* Exercise: Output the lines of the listing running from the line containing "Task: point out the white deck" through the line containing "point(105, 329)", both included, as a JSON list of strings with one string per line and blank lines omitted.

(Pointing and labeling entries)
◆ ◆ ◆ ◆ ◆ ◆ ◆

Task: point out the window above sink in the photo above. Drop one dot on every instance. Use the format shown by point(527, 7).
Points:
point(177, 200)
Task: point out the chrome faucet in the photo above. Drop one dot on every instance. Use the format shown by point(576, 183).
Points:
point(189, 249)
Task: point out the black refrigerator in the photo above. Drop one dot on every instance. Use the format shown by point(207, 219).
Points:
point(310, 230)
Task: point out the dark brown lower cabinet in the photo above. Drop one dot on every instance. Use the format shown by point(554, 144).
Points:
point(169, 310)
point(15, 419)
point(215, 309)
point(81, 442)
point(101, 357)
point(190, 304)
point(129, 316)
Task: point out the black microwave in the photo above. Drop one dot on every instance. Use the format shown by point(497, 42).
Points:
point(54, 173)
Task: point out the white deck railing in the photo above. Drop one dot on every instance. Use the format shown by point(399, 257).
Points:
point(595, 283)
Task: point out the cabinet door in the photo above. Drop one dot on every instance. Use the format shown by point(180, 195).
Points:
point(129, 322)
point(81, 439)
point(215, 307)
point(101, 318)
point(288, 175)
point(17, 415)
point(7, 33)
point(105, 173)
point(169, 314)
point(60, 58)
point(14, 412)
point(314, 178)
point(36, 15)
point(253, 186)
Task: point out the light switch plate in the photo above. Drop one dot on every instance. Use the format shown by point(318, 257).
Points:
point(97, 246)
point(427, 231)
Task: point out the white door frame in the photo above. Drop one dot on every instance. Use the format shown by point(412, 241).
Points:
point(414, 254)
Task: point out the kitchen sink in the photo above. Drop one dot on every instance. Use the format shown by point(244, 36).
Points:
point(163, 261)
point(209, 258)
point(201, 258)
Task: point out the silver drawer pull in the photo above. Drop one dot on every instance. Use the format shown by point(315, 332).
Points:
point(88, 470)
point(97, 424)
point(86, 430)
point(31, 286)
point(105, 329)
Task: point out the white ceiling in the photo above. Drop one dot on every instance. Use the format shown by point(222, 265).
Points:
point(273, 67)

◆ ◆ ◆ ◆ ◆ ◆ ◆

* Worked answer:
[
  "Task: point out the white deck railing in the photo above. Drop one dot on every instance. Use the format shown by point(399, 257).",
  "Points:",
  "point(595, 283)",
  "Task: point out the cabinet door in the photo above. Drop one dot on every instance. Use the format shown by point(180, 195).",
  "Points:",
  "point(129, 322)",
  "point(81, 439)",
  "point(215, 307)",
  "point(101, 318)",
  "point(288, 175)",
  "point(17, 415)",
  "point(7, 33)",
  "point(105, 173)",
  "point(169, 314)",
  "point(60, 58)",
  "point(14, 412)",
  "point(314, 178)",
  "point(36, 15)",
  "point(253, 186)",
  "Task: point out the light switch plate in the photo above. Drop one dot on every instance. Use the format shown by point(318, 257).",
  "Points:",
  "point(97, 246)",
  "point(427, 231)",
  "Task: point out the white door frame in the photo above. Drop one dot on every instance. Use the format shown by point(412, 241).",
  "Points:",
  "point(414, 254)",
  "Task: point out the kitchen sink in the photo above. Drop one dot on every instance. Use the format shown by point(244, 36).",
  "Points:",
  "point(163, 261)",
  "point(209, 258)",
  "point(201, 258)",
  "Task: point out the silver drawer pull in the photo above. Drop one dot on every instance. Use the format shown by point(315, 332).",
  "Points:",
  "point(88, 470)",
  "point(97, 424)",
  "point(86, 430)",
  "point(31, 286)",
  "point(105, 329)"
]